═════ RECORDS SHOWN

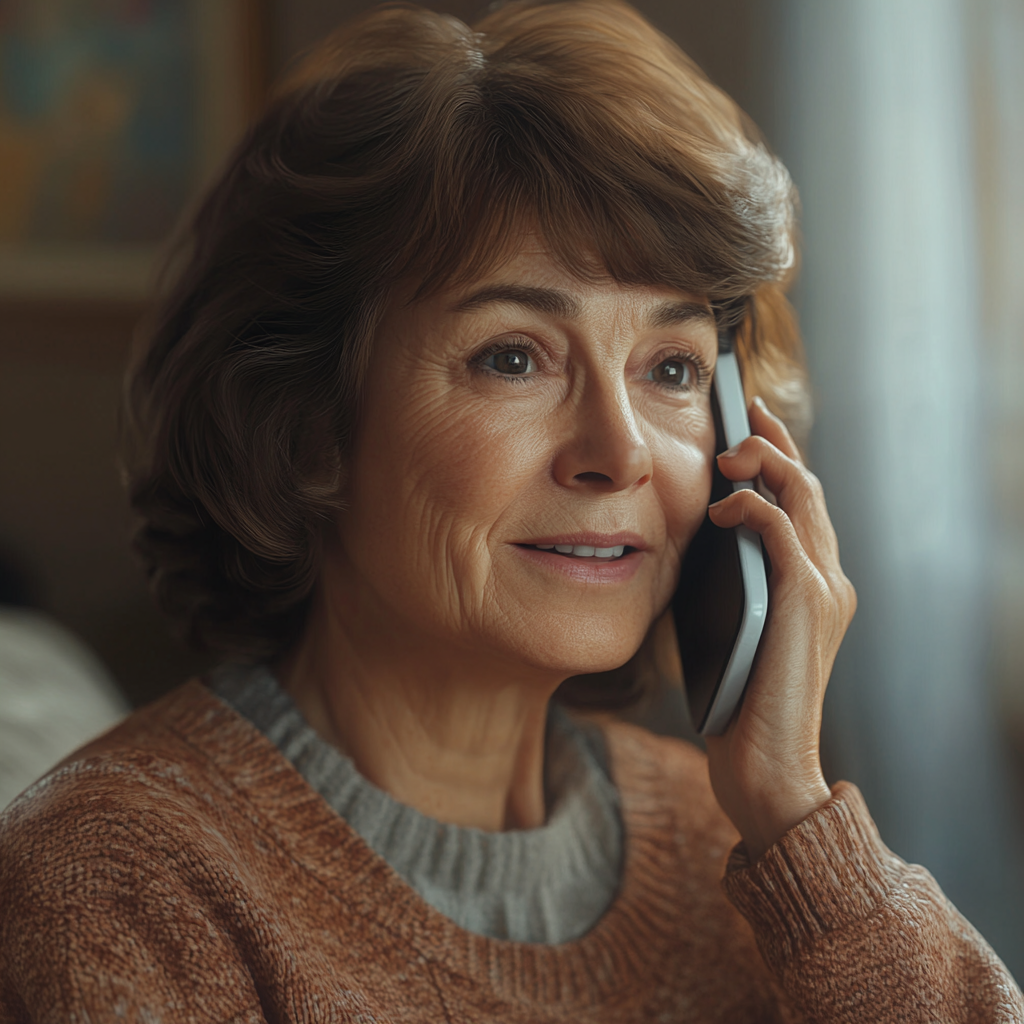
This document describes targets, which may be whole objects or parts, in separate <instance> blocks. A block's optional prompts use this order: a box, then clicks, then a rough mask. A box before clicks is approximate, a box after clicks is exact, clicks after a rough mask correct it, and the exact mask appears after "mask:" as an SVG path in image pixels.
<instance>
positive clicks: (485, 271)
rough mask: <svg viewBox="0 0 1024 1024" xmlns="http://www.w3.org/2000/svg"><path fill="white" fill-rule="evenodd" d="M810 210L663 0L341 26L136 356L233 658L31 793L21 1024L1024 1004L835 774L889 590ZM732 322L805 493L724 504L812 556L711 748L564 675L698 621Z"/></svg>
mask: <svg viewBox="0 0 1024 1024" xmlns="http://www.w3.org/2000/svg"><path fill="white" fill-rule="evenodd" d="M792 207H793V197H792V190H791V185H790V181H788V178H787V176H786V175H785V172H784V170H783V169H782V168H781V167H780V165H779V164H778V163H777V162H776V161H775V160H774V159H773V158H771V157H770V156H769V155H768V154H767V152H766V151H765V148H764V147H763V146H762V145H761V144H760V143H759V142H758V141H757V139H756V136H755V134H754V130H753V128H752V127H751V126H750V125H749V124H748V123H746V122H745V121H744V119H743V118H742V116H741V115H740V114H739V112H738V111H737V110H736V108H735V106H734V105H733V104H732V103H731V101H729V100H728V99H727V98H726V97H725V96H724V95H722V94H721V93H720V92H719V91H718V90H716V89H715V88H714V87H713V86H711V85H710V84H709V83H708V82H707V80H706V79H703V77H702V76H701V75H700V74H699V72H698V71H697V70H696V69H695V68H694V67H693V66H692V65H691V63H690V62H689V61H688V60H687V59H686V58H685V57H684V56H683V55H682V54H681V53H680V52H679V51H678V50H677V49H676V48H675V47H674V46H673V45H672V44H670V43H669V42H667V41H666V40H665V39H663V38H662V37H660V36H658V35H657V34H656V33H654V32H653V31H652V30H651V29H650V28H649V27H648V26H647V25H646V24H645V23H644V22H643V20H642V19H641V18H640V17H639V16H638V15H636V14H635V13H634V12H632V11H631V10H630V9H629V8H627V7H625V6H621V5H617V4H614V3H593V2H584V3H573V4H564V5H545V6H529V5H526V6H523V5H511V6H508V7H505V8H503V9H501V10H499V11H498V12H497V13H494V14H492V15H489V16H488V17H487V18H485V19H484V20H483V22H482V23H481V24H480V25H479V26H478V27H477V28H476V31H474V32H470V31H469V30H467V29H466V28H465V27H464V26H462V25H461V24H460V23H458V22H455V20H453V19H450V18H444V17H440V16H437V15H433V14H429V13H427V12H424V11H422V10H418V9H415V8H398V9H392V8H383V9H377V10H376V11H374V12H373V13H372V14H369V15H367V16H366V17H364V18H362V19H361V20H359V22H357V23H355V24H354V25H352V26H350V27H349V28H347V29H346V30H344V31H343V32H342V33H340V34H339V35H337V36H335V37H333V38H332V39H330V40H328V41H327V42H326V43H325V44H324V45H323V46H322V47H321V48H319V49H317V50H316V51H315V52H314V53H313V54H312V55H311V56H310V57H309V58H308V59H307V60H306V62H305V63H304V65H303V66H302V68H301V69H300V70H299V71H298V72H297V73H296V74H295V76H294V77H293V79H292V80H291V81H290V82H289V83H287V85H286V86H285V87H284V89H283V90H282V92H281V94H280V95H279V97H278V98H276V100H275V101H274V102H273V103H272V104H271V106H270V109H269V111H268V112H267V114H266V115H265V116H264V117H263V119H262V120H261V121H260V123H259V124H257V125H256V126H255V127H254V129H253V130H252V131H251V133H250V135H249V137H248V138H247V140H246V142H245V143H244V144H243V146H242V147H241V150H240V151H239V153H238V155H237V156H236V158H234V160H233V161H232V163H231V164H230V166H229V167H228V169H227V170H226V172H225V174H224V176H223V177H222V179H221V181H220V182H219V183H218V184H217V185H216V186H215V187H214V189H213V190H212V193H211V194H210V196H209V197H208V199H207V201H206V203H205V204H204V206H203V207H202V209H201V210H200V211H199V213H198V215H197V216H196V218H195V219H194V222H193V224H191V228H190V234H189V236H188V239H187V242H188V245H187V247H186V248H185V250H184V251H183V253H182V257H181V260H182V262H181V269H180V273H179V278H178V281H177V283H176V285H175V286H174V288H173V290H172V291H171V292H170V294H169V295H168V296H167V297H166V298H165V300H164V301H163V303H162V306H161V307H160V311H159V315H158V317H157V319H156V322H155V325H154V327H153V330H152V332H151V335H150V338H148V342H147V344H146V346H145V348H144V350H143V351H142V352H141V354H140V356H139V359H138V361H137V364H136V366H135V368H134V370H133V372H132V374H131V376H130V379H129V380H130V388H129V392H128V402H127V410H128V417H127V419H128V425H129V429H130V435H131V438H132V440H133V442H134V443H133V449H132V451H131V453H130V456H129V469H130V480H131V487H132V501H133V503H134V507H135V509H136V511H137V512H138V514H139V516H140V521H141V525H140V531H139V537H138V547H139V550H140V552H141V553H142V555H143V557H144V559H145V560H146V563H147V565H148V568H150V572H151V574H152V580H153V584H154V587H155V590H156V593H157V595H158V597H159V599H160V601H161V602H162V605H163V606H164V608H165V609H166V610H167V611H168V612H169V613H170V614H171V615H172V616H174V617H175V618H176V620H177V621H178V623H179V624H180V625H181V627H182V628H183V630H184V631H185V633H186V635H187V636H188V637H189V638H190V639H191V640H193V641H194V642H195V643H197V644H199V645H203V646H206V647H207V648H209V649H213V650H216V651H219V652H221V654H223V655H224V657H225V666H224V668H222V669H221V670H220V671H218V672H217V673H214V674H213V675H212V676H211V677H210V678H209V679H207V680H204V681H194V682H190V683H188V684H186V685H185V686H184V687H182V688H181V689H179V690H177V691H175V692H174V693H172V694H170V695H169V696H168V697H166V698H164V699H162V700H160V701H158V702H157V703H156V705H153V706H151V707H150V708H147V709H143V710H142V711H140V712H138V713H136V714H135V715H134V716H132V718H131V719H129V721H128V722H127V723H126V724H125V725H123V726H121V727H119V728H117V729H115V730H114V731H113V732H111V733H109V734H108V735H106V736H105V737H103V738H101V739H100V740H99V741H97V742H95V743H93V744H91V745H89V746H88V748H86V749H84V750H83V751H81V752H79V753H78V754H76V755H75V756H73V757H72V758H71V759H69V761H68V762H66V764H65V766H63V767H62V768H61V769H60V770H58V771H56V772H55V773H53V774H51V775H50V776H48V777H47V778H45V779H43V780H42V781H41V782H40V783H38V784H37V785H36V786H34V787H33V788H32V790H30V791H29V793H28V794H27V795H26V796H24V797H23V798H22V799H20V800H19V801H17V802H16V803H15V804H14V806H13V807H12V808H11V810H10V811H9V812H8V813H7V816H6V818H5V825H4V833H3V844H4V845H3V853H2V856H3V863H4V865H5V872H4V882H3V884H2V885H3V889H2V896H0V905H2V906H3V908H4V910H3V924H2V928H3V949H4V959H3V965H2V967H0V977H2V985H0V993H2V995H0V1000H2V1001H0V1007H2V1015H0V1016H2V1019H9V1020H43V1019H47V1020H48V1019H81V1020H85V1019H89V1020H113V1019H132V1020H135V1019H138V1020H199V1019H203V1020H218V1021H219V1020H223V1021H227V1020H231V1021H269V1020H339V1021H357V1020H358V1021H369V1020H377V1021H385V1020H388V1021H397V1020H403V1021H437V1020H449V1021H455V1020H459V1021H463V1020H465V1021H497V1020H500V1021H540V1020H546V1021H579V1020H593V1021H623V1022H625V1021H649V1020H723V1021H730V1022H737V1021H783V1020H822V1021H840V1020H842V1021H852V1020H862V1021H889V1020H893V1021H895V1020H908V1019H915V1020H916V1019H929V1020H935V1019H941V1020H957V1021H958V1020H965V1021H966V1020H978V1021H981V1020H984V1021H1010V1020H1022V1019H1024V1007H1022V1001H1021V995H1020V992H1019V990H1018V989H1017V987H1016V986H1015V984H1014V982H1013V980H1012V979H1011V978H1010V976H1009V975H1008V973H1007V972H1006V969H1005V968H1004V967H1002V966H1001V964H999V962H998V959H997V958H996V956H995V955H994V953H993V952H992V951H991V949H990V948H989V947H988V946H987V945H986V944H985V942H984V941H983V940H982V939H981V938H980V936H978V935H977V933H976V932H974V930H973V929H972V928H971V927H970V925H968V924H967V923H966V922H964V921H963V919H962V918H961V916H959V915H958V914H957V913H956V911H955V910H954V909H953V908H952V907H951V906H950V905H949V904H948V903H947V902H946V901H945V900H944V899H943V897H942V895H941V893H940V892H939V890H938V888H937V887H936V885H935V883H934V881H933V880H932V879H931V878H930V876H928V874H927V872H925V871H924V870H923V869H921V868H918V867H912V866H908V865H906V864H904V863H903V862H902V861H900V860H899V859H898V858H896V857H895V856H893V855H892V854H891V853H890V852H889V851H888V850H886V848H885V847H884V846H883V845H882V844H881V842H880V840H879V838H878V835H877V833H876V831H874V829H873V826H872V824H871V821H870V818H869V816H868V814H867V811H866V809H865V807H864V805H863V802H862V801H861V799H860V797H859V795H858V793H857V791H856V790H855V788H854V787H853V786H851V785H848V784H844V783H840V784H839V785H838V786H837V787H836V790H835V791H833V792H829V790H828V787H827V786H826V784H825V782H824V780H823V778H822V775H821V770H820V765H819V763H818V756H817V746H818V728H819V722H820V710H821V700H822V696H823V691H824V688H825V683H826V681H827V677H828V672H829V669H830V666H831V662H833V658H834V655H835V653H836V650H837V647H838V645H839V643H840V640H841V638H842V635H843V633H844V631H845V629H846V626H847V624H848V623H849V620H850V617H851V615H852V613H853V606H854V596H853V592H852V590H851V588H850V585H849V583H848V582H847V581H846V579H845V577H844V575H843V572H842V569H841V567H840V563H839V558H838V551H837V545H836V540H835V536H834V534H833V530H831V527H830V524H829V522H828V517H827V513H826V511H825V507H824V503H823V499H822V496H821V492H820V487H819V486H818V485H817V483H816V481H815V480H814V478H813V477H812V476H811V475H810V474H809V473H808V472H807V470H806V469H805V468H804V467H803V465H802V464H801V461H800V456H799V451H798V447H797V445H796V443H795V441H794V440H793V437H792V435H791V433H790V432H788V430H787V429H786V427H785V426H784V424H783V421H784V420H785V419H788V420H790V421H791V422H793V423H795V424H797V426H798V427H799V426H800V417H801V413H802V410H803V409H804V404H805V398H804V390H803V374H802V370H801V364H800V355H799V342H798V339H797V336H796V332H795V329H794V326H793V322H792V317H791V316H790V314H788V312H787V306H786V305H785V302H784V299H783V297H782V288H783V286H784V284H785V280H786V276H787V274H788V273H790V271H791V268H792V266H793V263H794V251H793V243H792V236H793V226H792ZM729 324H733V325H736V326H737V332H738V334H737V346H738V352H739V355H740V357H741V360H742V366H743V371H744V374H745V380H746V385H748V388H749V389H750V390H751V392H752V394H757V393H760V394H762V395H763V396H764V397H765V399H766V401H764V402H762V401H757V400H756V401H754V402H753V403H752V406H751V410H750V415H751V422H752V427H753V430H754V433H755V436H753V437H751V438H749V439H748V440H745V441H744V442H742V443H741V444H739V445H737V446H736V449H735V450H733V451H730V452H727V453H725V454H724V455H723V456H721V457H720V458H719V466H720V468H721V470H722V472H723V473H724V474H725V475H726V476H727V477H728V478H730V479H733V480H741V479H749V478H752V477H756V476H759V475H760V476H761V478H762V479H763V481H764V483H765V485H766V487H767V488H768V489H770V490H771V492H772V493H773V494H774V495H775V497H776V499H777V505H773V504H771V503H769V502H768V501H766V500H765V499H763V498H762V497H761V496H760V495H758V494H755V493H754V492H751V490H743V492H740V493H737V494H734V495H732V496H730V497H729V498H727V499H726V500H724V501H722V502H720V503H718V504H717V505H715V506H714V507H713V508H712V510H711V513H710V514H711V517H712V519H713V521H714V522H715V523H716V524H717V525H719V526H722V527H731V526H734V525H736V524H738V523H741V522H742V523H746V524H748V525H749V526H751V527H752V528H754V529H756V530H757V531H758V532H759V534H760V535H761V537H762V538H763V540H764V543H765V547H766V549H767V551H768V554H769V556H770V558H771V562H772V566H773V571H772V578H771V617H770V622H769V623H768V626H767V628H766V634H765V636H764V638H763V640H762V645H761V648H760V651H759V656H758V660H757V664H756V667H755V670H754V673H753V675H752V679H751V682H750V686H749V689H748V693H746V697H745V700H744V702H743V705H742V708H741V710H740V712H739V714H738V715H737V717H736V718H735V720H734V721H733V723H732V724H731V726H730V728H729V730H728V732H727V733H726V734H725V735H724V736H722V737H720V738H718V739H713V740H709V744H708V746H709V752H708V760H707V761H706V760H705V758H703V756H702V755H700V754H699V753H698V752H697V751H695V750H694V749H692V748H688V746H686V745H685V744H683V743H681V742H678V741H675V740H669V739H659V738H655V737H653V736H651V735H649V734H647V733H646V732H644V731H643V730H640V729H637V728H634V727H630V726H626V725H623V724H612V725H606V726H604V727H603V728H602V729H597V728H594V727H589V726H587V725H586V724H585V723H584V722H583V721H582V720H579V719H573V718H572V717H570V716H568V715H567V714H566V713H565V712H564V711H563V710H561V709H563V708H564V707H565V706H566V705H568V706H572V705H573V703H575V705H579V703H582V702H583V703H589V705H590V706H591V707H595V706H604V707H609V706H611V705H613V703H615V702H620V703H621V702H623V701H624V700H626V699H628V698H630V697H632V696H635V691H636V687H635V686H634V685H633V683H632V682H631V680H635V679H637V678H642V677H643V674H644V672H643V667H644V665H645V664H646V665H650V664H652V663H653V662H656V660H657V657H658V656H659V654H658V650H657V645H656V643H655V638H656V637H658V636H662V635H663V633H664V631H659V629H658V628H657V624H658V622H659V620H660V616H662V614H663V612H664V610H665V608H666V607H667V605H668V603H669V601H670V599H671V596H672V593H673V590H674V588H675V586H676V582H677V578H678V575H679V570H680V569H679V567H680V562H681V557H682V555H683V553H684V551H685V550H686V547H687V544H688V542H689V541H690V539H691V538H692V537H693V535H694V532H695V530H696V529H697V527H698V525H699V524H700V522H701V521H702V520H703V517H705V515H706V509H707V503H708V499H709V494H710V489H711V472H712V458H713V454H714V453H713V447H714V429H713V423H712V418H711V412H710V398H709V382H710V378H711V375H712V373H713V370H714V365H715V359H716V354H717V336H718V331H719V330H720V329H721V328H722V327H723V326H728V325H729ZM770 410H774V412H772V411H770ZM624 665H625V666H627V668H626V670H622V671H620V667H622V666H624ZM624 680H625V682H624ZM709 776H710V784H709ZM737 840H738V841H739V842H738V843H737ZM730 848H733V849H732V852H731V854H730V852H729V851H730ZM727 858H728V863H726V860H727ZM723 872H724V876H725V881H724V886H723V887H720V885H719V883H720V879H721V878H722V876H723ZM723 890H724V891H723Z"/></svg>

══════════

EXERCISE GOAL ::
Lay out the entries as a JSON list of strings, one string per line with blank lines omitted, from their start through the line containing "rough mask: <svg". Leave the pictures out of your answer.

TASK RESULT ::
[
  "This document describes targets, which may be whole objects or parts, in separate <instance> blocks. A block's optional prompts use this order: a box, then clicks, then a rough mask. A box before clicks is approximate, a box after clicks is exact, clicks after a rough mask correct it, and the exact mask appears after \"mask:\" as an SVG path in image pixels.",
  "<instance>",
  "positive clicks: (485, 271)",
  "rough mask: <svg viewBox=\"0 0 1024 1024\" xmlns=\"http://www.w3.org/2000/svg\"><path fill=\"white\" fill-rule=\"evenodd\" d=\"M810 210L663 0L341 26L136 356L233 658L31 793L21 1024L1024 1004L835 774L889 590ZM732 322L805 493L724 504L812 556L711 748L564 675L698 621Z\"/></svg>"
]